■ DOCUMENT PASSAGE ■
——
Up until 1960 a typical Royal Navy frigate needed only a gun of some kind and anti submarine mortars or torpedos. Accordingly the vessels could be built in some numbers.
By 1970 the helicopter had become an essential tool for any RN escort ship. A basic point defence missile system (Seacat) had replaced the 40mm gun.
In the 1970s more missiles arrived. Ikara for ASW Exocet for anti-ship and Seadart and Seawolf for air defence.
26 gun and helicopter carrying Leander class ships gave way to smaller numbers of conversions (Leanders with Ikara, Exocet or Seawolf) and new build ships (T42 with Seadart and T22 with Seawolf).
By the end of the Cold War the new RN frigate (T23) carried a range of weapons unimaginable in 1960. A large ASW helo (Merlin) could be carried. Harpoon SSMs and Seawolf PDMS could deal with Soviet threats that had emerged since 1960.
Not surprisingly (except to journalists and the public) the numbers of escort ships fell dramatically.
The end of the Cold War froze RN frigate procurement for thirty years. But the 12 remaining T42 Air Defence destroyers were eventually replaced by six T45 destroyers. In US terms this was like replacing Perry class frigates with Burke destroyers.
Since 1991 RN ships have had to be able to take on a broad range of peacetime policing and relief tasks while still being able to shoot down missiles in the Gulf or provide air defences for the 2012 Olympics.
The threat from China, N Korea, Iran and Russia is not as coherent as that posed by the Soviets in the 80s. But the range of weapons at their disposal is daunting.
——
Dataset rows on where objects appear:
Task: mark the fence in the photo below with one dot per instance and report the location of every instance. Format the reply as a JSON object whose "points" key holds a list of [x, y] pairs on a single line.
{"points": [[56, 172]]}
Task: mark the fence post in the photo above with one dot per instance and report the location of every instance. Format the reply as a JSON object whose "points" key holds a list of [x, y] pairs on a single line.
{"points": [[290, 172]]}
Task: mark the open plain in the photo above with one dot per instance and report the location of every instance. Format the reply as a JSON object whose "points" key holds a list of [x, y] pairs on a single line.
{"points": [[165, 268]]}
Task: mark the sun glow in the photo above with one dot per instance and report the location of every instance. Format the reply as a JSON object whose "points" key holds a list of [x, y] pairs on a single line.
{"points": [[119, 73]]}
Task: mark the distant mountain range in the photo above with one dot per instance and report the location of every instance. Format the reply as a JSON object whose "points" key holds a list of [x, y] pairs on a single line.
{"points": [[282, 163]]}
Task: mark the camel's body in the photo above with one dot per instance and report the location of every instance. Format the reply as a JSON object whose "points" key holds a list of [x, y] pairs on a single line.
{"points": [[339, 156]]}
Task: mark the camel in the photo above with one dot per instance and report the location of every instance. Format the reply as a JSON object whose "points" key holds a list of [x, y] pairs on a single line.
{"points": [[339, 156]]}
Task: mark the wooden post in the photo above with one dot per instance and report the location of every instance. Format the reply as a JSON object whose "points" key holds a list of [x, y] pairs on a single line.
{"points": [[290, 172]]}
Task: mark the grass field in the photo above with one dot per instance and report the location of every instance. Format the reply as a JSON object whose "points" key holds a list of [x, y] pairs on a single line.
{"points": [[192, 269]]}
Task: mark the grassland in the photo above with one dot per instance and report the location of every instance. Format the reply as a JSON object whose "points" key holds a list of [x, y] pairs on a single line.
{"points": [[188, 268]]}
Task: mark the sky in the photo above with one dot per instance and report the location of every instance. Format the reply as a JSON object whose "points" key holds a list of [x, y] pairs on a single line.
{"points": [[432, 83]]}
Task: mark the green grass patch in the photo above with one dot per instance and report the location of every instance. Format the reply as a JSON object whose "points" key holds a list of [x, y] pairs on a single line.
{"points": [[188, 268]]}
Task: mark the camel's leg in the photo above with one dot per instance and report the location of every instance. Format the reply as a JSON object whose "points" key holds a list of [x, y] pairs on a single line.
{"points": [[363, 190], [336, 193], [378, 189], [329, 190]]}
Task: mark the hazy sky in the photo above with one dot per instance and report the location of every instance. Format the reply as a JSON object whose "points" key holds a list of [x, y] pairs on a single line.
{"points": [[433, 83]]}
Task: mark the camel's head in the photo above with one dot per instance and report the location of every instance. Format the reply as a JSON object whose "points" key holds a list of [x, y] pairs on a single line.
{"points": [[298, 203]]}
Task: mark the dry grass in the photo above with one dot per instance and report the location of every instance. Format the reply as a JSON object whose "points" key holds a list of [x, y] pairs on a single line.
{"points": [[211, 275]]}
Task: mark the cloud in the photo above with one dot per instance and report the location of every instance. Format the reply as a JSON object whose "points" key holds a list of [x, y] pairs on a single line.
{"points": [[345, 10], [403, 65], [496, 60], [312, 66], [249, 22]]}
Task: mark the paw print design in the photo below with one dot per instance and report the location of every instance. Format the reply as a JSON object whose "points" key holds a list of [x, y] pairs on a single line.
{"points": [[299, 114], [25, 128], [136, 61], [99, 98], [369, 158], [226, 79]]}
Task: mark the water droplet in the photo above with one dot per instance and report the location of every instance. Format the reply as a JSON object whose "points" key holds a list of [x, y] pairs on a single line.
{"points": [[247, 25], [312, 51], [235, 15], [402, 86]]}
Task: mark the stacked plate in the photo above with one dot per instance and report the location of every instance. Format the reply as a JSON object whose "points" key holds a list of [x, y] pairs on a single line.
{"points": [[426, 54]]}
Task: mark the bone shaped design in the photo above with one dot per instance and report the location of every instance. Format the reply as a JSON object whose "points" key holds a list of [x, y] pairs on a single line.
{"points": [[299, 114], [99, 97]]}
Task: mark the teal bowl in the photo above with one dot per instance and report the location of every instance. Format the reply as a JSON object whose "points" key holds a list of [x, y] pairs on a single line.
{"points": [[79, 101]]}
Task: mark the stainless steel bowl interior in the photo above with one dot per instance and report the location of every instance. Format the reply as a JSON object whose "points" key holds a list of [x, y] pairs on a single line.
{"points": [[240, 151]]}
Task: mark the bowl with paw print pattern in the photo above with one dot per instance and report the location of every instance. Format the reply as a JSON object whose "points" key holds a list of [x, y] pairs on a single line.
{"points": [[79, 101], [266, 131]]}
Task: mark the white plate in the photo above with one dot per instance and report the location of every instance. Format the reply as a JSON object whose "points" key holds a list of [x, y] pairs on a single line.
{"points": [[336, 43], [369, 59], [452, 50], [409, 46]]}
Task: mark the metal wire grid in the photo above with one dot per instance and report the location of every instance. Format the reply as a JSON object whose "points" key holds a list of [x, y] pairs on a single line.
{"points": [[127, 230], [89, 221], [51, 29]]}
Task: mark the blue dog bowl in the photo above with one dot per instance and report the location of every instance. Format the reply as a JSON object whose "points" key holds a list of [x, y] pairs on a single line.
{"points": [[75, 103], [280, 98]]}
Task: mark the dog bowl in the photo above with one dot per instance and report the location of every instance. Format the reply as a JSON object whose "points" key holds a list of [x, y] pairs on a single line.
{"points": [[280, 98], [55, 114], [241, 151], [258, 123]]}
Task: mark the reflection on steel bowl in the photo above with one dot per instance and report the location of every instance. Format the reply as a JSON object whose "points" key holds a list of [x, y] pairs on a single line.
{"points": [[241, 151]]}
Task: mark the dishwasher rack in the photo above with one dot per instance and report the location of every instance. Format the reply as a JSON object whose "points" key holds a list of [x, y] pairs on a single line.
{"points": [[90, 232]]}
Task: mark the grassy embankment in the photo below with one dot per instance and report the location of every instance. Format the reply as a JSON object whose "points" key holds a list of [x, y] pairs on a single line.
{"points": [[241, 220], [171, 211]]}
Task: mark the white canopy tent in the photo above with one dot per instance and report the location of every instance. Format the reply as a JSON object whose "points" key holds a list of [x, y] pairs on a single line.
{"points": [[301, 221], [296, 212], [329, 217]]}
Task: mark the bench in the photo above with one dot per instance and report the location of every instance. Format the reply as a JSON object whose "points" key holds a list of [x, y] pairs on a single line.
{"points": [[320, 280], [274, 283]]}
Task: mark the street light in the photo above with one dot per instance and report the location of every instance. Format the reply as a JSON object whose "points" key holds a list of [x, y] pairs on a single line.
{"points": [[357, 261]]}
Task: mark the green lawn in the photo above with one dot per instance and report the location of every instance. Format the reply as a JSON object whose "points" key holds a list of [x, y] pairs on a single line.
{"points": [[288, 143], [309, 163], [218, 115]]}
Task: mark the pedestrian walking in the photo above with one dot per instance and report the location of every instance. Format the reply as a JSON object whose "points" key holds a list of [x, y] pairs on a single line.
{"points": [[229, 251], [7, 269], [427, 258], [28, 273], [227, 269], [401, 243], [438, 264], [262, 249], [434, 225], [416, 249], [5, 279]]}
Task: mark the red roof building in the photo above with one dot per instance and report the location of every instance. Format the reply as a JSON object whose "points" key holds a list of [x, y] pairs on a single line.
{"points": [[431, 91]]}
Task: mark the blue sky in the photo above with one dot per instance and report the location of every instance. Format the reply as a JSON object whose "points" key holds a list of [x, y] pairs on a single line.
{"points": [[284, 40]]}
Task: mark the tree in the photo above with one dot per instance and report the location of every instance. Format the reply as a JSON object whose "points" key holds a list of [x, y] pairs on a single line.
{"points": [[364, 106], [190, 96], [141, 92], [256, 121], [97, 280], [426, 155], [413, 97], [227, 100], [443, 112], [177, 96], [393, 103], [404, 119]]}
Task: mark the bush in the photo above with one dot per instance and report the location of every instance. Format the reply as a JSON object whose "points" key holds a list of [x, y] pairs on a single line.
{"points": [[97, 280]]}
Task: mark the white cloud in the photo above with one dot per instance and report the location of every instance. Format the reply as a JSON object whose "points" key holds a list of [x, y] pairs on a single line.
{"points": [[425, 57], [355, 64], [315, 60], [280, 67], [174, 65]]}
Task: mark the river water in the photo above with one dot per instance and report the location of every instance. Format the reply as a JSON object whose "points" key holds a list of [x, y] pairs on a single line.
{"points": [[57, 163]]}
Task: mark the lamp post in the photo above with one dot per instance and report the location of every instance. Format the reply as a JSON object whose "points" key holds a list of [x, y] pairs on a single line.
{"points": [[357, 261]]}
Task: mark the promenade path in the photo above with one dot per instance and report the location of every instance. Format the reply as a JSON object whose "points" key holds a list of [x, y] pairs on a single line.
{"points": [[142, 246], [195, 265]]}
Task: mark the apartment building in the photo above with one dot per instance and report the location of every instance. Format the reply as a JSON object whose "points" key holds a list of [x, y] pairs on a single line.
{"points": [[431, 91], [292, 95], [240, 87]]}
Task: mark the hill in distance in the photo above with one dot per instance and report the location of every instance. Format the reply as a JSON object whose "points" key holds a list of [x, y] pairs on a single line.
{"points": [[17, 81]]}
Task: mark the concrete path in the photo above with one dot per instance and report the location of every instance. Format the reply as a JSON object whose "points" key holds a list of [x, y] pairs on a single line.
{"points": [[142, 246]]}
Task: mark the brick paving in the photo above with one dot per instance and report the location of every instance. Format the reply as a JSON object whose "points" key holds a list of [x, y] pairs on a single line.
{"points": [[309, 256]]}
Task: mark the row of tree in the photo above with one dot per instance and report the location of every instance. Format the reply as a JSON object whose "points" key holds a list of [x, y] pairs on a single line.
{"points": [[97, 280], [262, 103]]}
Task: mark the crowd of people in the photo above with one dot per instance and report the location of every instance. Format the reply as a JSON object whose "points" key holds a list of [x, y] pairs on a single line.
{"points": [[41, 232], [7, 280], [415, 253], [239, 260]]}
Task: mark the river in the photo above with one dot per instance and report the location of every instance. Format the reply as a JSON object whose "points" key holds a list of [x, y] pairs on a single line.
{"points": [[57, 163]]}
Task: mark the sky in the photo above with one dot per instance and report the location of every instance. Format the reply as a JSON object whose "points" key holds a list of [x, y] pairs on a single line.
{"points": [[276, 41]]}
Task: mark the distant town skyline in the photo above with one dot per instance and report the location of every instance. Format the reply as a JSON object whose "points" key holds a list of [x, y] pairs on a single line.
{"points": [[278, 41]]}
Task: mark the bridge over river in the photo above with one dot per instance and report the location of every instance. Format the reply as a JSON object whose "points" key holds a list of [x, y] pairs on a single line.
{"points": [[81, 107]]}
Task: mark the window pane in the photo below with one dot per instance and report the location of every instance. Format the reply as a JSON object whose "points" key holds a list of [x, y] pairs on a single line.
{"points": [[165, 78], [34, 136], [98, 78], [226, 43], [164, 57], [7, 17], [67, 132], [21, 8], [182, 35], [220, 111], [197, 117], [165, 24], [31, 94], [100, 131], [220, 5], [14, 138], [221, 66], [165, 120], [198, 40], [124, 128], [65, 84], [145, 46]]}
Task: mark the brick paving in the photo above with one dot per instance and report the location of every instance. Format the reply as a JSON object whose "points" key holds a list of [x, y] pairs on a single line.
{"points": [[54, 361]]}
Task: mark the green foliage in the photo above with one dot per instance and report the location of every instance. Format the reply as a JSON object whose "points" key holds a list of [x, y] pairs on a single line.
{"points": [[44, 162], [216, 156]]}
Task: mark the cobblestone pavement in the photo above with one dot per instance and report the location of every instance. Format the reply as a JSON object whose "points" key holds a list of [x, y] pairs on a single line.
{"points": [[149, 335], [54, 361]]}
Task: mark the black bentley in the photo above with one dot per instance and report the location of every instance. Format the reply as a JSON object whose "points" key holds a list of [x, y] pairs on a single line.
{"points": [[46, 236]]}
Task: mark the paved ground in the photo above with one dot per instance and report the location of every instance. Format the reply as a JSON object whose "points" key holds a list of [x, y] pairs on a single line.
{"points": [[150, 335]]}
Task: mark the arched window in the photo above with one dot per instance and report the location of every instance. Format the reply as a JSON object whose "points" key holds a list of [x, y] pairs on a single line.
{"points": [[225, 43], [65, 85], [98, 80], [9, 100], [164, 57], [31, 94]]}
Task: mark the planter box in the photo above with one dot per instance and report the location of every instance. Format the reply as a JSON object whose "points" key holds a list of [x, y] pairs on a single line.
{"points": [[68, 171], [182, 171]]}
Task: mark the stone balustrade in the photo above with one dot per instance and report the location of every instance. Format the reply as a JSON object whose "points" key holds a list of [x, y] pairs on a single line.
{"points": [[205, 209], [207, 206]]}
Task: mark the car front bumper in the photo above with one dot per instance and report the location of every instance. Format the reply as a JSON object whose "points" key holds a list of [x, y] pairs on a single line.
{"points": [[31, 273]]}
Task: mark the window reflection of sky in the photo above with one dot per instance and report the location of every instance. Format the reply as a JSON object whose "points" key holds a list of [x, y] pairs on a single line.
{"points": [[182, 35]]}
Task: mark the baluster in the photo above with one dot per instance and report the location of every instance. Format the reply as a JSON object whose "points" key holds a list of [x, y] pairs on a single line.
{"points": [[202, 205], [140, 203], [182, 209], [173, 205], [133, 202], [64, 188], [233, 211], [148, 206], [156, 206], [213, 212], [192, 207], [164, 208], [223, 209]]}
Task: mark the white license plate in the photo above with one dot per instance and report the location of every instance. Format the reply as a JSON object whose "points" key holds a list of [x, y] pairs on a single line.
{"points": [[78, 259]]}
——
■ STATED TASK ■
According to the passage on Royal Navy frigates, what had replaced the 40mm gun by 1970?

■ TASK RESPONSE ■
A basic point defence missile system, Seacat, had replaced it.